Le 11 mai dernier, je vous parlais des intentions de plus en plus hostiles de la Commission Européenne et des autres instances fédérales de l’UE face à la Chine. Les 12 et 13 mai ont permis de faire deux constats: (1) la nouvelle politique (anti-)chinoise crée un clivage entre Europe du Nord et Europe du Sud; (2) L’Union Européenne est dépassée par l’évolution vers un monde polycentrique, dont la plus grande partie aspire à la construction d’un ordre mondial pacifique.

Cet article est publié en partenariat avec Le Courrier des Stratèges

Politique vis-à-vis de la RPC : Europe du Nord contre Europe du Sud.

Vendredi 12 mai 2023, les ministres des Affaires étrangères de l’Union Européenne ont débattu d’un recentrage de la politique chinoise de la fédération lors d’une réunion à Stockholm. La base était un document stratégique présenté par le chargé des affaires étrangères Josep Borrell. Il prévoit un net durcissement de la confrontation avec Pékin. Alors que jusqu’à présent, les critiques adressées à la politique chinoise ne devaient pas entraver des relations économiques soutenues, le document Borrell affirme que “la rivalité systémique [se manifeste désormais] dans pratiquement tous les domaines de la coopération”, qu’il faudrait donc – sous prétexte de vouloir “minimiser les risques” – réduire fortement. Toutefois, il n’y a pas encore de consensus sur le document.

- _Extraits de données_
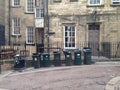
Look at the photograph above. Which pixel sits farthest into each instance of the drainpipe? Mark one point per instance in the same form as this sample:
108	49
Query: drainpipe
46	17
9	17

- _Travail à faire_
1 > D'après le texte sur la politique chinoise de l'UE, dans quelle ville les ministres des Affaires étrangères de l'Union Européenne se sont-ils réunis le 12 mai 2023 ?
2 > Reprenez le texte sur la politique chinoise de l'UE juste après sa dernière phrase et poursuivez-en la rédaction.

- _Résultats de l'exercice_
1 > À Stockholm.

2 >
La Frankfurter Allgemeine Zeitung relève une position jusqu’au-boutiste du ministre allemand des Affaires étrangères Annalena Baerbock qui s’exprime comme une Américaine en réclamant « des sanctions globales contre la Chine ». Le ministre lituanien des Affaires étrangères Gabrielius Landsbergis a quant à lui, dans une langue plus technocratique, parlé d’un découplage économique (“decoupling”) de la République populaire. Une fois de plus se confirme un clivage entre Europe du Nord et Europe du Sud. Les pays latins sont réservés sur le document Borrell ; et le ministre des Affaires étrangères chypriote Constantinos Kombos a qualifié la Chine de “partenaire formidable”.

Le contraste Nord/Sud se retrouve dans la différence de position au sein du groupe de Visegrad : la Pologne est, en gros alignée sur les positions américaines concernant Taïwan, tandis que la Hongrie tient à garder de bonnes relations avec la Chine.

Application pratique du document Borrell : comment se mettre l’Asie à dos !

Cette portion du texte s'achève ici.